Aim of the exercise.
A word-for-word transcription of all the data is required.

(Records from a data source)
========================================================================
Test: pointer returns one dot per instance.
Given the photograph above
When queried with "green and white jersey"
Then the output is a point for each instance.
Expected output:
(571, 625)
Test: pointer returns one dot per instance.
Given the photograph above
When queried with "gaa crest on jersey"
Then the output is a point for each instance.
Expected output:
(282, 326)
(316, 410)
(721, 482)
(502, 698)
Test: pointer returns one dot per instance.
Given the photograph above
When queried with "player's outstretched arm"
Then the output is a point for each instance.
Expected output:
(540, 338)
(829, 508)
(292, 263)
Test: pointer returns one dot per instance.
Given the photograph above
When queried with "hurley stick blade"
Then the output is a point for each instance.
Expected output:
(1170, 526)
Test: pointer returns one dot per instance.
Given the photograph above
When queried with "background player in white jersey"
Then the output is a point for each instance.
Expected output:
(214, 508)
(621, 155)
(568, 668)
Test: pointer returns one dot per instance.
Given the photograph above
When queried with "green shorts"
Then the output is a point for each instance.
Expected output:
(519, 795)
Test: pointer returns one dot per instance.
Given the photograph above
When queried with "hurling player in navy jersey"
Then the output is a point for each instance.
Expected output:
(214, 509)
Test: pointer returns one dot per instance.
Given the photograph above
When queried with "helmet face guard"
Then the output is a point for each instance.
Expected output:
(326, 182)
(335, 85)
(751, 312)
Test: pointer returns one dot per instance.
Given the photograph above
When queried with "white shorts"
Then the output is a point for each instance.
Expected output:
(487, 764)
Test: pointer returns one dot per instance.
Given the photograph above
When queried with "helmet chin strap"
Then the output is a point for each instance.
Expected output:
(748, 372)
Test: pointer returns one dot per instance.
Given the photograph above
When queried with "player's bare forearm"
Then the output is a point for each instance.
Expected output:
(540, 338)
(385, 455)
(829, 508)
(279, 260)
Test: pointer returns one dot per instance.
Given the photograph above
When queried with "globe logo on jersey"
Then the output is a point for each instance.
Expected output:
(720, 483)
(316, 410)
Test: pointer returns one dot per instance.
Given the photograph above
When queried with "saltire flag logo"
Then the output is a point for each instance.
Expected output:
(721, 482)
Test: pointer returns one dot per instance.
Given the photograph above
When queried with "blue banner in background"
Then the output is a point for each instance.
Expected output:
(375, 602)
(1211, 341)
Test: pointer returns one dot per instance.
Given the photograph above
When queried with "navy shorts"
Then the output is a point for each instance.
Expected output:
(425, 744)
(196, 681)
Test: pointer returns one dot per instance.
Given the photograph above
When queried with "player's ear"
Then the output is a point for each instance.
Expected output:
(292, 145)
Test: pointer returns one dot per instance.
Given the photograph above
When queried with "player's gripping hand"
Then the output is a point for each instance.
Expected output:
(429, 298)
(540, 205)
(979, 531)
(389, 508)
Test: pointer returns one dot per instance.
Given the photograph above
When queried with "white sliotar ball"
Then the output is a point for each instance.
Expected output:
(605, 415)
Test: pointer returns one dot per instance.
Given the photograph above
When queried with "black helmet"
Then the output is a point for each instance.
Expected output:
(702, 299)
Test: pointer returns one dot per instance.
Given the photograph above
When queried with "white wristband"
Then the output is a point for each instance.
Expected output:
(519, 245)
========================================================================
The completed task.
Test: pointer returns one dot per instance.
Given the photograph above
When queried with "green and white jersey"
Then the output is a point for each instance.
Expected output:
(571, 625)
Test: pointer returns one dot per instance.
Given the photograph above
When queried with "gaa crest on jersey"
Then the output is a point for each instance.
Expected output:
(282, 326)
(316, 410)
(721, 482)
(502, 698)
Test: pointer returns one dot per instance.
Given the photograph above
When queried with "player's outstretched arm"
Then the output is a point for each instance.
Expected output:
(540, 338)
(829, 508)
(292, 263)
Test: pointer returns one dot per instance.
Given the photograph above
When queried with "hurley stick blade"
Then the output is a point for each instance.
Expected output:
(1170, 526)
Test: pointer returns one dot per instance.
Given the photograph above
When queried with "background player in white jersey"
Then the output is a point for each instance.
Expected output:
(214, 508)
(621, 155)
(568, 668)
Test: pointer returns one dot per instance.
Given the photograph above
When queried with "green shorts"
Then the output is a point for each instance.
Expected output:
(519, 795)
Test: pointer returns one dot per instance.
Given the photograph above
When queried with "hurling player in navy jersey"
Then the output is a point for each instance.
Expected output:
(214, 509)
Test: pointer returns one dot per instance.
Given the photograph above
When queried with "helmet face guard"
Then the output is a point for each instance.
Expected output:
(326, 182)
(335, 85)
(751, 312)
Test: pointer returns one dot per instance.
Given the photograph above
When queried with "white shorts"
Then the output is a point for each instance.
Expected output:
(487, 764)
Test: pointer returns one dot per instance.
Given the photograph above
When queried with "helmet chin strap"
Then the output is a point for each instance.
Expected output:
(748, 372)
Test: pointer returns one dot per instance.
Given the photograph above
When queried with "player's bare forearm"
Then the output is a point for each instance.
Expected output:
(540, 338)
(385, 455)
(829, 508)
(279, 260)
Test: pointer returns one dot per instance.
Given the photograph above
When queried with "globe logo on jersey"
Then the output is a point for each instance.
Expected output:
(720, 483)
(316, 410)
Test: pointer returns one dot per instance.
Given the photograph above
When queried with "saltire flag logo"
Then the output is a point for each instance.
Expected output:
(721, 482)
Test: pointer returns one dot per instance.
Given the photograph above
When queried with "blue banner in background"
Then the output is a point for each instance.
Expected output:
(375, 602)
(1211, 341)
Test: pointer returns one dot per instance.
Given the photograph above
When queried with "navy shorts"
Then the output is a point for each instance.
Expected output:
(425, 744)
(196, 681)
Test: pointer returns one dot per instance.
Given the photograph above
When queried with "player's ear"
Then the output is a point for each instance.
Expected output:
(292, 145)
Test: pointer returns one dot per instance.
Given the photograph above
When queried with "player's gripping hand"
Then the output is a point for each instance.
Expected output:
(429, 298)
(540, 205)
(979, 531)
(389, 508)
Test: pointer returns one dot per instance.
Given the photograph above
When queried with "white sliotar ball"
Then the output is a point for each instance.
Expected output:
(605, 415)
Test: pointer returns one dot per instance.
Given the photograph above
When queried with "black helmet"
Then the output is a point for each instance.
Expected output:
(702, 299)
Test: pointer returns one dot per instance.
Given the photograph above
When queried with "white wristband"
Then the output is a point for each instance.
Expected output:
(519, 245)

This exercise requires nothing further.